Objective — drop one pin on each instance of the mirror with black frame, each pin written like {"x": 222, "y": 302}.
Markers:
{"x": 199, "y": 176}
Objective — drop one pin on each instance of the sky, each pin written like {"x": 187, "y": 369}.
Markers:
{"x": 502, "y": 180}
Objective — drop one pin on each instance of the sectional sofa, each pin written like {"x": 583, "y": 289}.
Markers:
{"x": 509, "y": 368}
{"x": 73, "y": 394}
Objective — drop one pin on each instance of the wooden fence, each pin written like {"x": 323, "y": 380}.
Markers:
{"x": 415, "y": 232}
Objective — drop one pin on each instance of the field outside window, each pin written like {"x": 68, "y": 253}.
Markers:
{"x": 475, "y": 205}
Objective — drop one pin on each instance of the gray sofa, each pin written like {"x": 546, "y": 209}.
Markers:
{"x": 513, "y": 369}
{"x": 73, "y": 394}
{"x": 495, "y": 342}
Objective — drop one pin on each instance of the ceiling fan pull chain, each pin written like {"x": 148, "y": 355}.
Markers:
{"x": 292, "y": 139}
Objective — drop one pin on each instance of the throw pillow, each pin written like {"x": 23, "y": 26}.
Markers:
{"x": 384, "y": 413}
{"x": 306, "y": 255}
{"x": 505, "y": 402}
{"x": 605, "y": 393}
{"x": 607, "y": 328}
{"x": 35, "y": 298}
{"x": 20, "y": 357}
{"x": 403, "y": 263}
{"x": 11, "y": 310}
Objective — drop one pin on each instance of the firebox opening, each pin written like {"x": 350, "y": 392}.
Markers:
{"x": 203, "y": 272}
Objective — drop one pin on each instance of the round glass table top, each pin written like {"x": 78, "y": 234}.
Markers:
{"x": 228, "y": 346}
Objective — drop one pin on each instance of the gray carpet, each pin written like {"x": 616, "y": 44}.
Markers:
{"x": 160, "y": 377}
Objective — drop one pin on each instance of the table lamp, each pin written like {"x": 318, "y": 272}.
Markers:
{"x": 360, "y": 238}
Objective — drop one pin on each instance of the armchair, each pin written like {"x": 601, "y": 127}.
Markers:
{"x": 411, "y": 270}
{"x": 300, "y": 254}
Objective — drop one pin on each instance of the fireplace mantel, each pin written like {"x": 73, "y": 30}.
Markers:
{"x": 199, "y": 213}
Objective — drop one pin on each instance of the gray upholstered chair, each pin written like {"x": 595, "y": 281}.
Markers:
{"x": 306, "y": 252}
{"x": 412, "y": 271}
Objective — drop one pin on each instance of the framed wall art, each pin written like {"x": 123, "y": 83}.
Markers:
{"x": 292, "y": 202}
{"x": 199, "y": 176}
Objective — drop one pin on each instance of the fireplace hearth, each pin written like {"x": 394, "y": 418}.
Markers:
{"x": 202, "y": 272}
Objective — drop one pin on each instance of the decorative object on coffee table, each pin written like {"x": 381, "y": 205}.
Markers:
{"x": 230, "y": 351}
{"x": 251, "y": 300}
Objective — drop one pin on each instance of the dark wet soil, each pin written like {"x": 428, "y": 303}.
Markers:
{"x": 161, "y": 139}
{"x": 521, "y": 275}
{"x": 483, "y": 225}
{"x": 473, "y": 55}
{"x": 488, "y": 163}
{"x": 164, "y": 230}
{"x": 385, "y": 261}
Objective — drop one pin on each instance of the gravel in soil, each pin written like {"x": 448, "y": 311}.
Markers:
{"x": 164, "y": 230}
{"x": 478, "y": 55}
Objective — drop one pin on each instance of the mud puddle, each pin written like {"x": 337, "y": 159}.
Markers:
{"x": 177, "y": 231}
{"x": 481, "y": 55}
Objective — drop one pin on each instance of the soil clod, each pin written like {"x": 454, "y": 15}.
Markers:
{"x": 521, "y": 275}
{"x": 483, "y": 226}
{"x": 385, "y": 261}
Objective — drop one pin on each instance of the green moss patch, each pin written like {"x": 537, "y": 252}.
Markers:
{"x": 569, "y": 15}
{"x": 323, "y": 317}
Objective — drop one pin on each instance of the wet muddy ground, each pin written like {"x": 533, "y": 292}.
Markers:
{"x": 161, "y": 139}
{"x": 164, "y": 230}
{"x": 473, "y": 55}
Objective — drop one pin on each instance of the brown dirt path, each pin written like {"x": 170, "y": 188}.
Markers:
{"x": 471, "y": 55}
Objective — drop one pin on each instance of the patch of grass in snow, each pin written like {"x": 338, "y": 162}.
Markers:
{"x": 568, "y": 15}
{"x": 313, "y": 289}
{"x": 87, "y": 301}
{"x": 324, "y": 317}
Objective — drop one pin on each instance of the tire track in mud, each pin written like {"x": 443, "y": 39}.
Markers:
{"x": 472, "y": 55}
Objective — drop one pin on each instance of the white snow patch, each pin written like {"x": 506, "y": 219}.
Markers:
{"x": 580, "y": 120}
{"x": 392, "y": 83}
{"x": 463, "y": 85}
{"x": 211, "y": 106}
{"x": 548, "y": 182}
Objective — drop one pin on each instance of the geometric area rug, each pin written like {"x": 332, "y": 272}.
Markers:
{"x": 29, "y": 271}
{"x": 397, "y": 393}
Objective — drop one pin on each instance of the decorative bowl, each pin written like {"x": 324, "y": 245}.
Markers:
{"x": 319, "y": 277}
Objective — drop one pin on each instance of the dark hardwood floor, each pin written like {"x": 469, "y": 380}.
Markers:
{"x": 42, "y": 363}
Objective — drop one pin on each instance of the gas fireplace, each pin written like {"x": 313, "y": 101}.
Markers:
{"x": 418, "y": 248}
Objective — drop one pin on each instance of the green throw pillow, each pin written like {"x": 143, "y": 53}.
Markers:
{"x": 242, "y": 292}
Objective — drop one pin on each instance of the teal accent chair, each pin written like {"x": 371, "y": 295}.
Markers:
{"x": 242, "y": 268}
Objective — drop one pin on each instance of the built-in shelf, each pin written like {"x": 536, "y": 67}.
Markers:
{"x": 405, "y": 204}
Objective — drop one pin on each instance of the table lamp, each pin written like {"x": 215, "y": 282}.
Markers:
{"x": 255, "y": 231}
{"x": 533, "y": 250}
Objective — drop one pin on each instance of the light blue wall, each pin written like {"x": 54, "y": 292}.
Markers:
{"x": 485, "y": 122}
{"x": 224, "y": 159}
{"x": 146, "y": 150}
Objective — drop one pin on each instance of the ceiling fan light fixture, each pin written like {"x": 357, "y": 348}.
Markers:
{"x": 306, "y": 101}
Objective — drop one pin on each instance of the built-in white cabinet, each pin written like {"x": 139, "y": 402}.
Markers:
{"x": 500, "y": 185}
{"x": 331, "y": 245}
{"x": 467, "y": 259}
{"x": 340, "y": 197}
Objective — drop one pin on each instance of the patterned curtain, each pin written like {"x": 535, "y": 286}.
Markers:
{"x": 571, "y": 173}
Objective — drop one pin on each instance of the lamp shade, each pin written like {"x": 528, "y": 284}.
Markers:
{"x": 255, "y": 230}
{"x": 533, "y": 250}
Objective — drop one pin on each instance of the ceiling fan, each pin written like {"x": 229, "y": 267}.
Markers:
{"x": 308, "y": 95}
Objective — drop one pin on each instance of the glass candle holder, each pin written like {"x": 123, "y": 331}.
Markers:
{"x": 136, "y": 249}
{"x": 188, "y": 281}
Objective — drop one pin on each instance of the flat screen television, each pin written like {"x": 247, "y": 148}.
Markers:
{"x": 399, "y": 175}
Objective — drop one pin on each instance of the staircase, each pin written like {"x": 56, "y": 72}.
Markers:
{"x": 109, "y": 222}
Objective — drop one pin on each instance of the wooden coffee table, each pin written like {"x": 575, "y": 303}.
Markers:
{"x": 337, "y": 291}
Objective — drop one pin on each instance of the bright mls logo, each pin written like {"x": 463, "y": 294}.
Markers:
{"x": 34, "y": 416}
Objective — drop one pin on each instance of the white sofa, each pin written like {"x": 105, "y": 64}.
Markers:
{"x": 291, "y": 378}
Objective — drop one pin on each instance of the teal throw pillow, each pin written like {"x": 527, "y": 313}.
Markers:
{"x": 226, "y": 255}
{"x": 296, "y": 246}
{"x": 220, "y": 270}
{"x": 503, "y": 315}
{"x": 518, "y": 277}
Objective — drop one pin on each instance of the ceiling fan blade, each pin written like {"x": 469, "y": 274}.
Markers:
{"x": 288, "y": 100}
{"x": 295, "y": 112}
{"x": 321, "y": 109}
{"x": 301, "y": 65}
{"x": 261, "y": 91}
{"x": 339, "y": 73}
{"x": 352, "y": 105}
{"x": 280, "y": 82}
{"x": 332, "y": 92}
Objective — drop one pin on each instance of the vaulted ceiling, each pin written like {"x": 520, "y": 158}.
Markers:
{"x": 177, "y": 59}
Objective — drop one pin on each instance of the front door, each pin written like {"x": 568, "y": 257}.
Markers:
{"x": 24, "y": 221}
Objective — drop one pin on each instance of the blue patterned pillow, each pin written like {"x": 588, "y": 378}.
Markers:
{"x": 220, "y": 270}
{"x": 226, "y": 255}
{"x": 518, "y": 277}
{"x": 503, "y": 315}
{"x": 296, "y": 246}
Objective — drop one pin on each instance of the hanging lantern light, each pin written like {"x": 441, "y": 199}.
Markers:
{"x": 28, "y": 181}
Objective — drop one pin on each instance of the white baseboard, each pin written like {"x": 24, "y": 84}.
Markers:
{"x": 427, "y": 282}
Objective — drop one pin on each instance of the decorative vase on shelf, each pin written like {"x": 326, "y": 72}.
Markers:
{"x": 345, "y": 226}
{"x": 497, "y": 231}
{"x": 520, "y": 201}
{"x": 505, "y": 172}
○ ○ ○ ○
Using the entries above, give back exactly the line containing "gray carpet, each", the line containing "fireplace hearth, each", and every line between them, and nothing else.

Objective — drop one pin on each instance of the gray carpet, each pin written like {"x": 616, "y": 44}.
Markers:
{"x": 160, "y": 377}
Objective — drop one pin on each instance of the table lamp, each pin written like {"x": 318, "y": 272}.
Markers:
{"x": 360, "y": 238}
Objective — drop one pin on each instance of the armchair, each pin written like {"x": 601, "y": 127}.
Markers:
{"x": 411, "y": 270}
{"x": 300, "y": 254}
Objective — drop one pin on each instance of the fireplace mantel, each pin written like {"x": 73, "y": 30}.
Markers:
{"x": 199, "y": 213}
Objective — drop one pin on each instance of the gray upholstered chair, each pin written like {"x": 595, "y": 281}.
Markers:
{"x": 306, "y": 252}
{"x": 412, "y": 271}
Objective — drop one pin on each instance of the framed wall art, each pin written like {"x": 123, "y": 83}.
Markers:
{"x": 292, "y": 202}
{"x": 199, "y": 176}
Objective — drop one pin on each instance of the fireplace hearth, each pin written like {"x": 394, "y": 418}.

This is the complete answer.